(Records drawn from a dataset)
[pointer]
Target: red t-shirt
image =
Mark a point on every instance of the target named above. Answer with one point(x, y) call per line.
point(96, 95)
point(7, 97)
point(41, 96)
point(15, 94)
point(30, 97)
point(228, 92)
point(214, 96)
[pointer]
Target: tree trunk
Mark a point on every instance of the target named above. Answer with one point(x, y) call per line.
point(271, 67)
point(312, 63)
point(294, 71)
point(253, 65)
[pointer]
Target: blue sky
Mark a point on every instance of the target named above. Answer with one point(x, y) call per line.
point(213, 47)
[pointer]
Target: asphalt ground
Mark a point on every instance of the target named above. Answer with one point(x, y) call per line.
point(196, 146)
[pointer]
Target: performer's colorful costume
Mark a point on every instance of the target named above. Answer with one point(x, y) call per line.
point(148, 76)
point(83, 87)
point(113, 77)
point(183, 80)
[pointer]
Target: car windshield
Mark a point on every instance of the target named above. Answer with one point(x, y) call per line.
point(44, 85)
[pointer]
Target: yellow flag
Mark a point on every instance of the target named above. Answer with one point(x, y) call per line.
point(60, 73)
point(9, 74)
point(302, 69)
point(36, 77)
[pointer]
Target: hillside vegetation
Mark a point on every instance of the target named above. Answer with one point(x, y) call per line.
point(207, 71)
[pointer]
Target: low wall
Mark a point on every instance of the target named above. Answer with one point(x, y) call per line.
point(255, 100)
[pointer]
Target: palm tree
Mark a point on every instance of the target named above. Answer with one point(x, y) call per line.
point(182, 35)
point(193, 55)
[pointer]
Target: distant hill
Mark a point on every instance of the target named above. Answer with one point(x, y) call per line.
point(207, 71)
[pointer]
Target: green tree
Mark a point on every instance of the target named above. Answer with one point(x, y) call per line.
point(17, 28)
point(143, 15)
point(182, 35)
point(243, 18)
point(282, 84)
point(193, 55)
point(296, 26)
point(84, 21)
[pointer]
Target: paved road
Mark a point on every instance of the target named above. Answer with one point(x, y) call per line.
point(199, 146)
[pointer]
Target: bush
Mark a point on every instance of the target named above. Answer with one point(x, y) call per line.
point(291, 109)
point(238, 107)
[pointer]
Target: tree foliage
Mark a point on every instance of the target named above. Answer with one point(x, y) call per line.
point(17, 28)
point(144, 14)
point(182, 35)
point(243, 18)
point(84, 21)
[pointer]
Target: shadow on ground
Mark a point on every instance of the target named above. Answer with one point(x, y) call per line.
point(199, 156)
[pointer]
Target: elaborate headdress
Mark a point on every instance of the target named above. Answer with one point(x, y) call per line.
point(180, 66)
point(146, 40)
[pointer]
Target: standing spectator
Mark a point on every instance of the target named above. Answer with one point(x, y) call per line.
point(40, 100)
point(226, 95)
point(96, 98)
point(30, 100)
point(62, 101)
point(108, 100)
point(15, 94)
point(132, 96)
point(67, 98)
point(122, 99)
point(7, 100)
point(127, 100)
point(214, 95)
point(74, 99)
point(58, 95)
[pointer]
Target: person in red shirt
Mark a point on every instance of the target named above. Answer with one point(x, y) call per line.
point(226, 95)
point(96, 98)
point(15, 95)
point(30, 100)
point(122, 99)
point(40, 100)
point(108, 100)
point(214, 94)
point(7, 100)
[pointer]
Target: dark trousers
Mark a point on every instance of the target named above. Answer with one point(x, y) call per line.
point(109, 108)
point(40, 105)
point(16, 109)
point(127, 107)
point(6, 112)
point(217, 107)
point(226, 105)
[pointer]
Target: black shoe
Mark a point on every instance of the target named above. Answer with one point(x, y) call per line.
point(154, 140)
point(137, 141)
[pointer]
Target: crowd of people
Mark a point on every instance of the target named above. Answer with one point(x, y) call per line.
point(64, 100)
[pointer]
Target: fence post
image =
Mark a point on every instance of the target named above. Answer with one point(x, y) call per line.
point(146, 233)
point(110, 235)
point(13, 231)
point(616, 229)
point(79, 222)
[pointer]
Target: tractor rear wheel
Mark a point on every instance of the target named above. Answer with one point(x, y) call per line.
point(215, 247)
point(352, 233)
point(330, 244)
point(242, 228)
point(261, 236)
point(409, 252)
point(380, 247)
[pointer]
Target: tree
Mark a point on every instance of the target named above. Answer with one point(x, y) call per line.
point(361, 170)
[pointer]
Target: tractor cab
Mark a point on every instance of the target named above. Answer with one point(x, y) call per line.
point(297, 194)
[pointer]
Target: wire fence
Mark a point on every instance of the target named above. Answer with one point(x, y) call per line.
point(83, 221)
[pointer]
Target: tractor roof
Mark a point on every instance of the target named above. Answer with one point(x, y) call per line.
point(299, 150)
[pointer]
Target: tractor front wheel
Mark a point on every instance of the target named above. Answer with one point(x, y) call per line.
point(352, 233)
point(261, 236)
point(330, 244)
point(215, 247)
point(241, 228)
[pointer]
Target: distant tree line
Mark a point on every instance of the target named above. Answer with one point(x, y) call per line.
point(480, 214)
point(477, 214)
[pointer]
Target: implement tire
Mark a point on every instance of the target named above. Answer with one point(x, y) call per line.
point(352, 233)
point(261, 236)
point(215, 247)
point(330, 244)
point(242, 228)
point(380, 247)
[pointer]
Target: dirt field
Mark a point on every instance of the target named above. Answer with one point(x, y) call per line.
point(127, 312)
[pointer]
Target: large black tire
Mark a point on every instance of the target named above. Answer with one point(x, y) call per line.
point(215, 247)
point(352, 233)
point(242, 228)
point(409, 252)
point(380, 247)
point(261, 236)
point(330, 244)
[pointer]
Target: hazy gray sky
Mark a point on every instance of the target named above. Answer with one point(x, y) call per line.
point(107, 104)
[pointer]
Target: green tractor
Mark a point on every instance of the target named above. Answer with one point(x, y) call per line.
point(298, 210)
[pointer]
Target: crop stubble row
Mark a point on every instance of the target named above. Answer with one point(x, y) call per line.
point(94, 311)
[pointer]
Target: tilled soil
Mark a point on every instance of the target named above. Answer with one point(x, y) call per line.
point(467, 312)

▸ **EXERCISE REQUIREMENTS**
For the string "tire", search the preceding data and copy every line that includes it.

▸ **ANSWER FOR THIS EXERCISE**
Target: implement tire
Target: large black tire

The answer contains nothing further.